#### [Task statement]
Copy the full set of lines exactly as given.

Entries from a pointing dataset

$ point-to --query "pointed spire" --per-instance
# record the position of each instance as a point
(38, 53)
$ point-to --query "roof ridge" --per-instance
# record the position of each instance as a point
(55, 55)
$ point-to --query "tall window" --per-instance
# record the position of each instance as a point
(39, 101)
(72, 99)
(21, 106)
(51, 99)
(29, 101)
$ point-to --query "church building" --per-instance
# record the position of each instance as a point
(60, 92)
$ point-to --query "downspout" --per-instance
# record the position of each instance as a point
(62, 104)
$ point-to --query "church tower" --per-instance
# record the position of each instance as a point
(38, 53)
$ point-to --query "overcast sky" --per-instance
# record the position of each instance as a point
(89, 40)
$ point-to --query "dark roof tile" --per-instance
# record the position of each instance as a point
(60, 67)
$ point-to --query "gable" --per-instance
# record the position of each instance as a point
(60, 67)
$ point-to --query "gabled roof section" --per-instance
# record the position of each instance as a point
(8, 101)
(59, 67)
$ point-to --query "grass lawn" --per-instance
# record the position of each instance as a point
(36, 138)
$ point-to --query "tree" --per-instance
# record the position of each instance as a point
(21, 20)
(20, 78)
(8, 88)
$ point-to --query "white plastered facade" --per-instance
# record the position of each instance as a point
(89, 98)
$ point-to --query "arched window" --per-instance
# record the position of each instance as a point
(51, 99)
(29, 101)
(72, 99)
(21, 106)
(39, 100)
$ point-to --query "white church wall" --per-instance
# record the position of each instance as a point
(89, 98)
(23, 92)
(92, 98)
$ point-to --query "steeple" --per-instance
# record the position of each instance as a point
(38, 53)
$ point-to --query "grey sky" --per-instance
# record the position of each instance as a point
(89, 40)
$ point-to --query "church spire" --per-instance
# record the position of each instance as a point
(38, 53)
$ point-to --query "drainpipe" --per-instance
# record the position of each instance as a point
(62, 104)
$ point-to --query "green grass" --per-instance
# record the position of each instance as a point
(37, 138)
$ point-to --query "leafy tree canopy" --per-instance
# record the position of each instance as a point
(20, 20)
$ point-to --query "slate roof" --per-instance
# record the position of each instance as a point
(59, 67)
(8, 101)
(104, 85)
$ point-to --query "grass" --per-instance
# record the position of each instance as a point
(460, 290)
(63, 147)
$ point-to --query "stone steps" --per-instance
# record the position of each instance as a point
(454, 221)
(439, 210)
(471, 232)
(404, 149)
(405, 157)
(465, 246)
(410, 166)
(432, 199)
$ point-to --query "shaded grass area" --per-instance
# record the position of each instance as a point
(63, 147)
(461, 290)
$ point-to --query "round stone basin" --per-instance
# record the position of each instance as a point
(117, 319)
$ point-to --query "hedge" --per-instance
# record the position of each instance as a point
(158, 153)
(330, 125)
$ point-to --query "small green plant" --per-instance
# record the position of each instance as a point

#### [Full response]
$ point-to --query "pointed spire" --per-instance
# record the position of each instance as a point
(38, 53)
$ point-to --query "roof ridge" --per-instance
# record the position of each instance as a point
(55, 55)
$ point-to --query "tall window" --per-instance
# record the position of each instance as a point
(39, 101)
(72, 99)
(21, 106)
(51, 99)
(29, 101)
$ point-to --query "church building" --per-instance
# record the position of each instance as a point
(60, 92)
$ point-to --query "downspout" --per-instance
# record the position of each instance as a point
(62, 104)
$ point-to --query "church tower" --per-instance
# record the position of each instance as a point
(38, 53)
$ point-to --query "overcast sky" --per-instance
# record the position of each instance as a point
(89, 40)
$ point-to --query "dark roof tile" --per-instance
# record the position of each instance as a point
(60, 67)
$ point-to --query "gable" --per-instance
# record the position of each instance as a point
(60, 67)
$ point-to --query "gabled roof section" --per-instance
# record the position of each instance as a point
(8, 101)
(59, 67)
$ point-to --query "grass lawn" --per-instance
# record the position of each instance as a point
(36, 138)
$ point-to --query "tree" --per-instance
# record the position of each instance as a point
(21, 20)
(20, 78)
(8, 88)
$ point-to --query "white plastered facade" --per-instance
# record the position of each instance as a point
(89, 98)
$ point-to --query "arched window" --per-instance
# record the position of each instance as a point
(51, 99)
(29, 101)
(72, 99)
(21, 106)
(39, 100)
$ point-to --query "white church wall" --per-instance
# record the position of each instance as a point
(89, 98)
(23, 92)
(92, 98)
$ point-to --query "steeple" --per-instance
# record the position of each instance as a point
(38, 53)
$ point-to --query "grey sky" --per-instance
# record the position of each instance as a point
(89, 40)
$ point-to --query "church spire" --per-instance
# record the position of each instance as a point
(38, 53)
$ point-to --query "drainpipe" --per-instance
# record the position of each instance as a point
(62, 104)
$ point-to --query "green grass" --per-instance
# record the position of each instance as a point
(37, 138)
$ point-to --query "leafy tree canopy" --per-instance
# record the position of each instance as a point
(20, 20)
$ point-to --query "slate roof" --per-instance
# record the position of each instance as a point
(59, 67)
(8, 101)
(104, 85)
$ point-to --query "grass" --per-instance
# record the position of each instance as a point
(460, 290)
(63, 147)
$ point-to --query "stone steps" --per-instance
# record the position of each instance as a point
(454, 221)
(439, 210)
(471, 232)
(404, 149)
(405, 157)
(465, 246)
(410, 166)
(432, 199)
$ point-to --query "shaded grass area" --per-instance
# record the position of each instance as a point
(63, 147)
(461, 290)
$ point-to --query "round stone basin" --per-instance
# record the position of each instance as a point
(117, 319)
$ point-to --query "hedge" --per-instance
# record the position of each instance as a point
(158, 153)
(330, 125)
$ point-to --query "small green plant" --per-instance
# record the position of each instance as a point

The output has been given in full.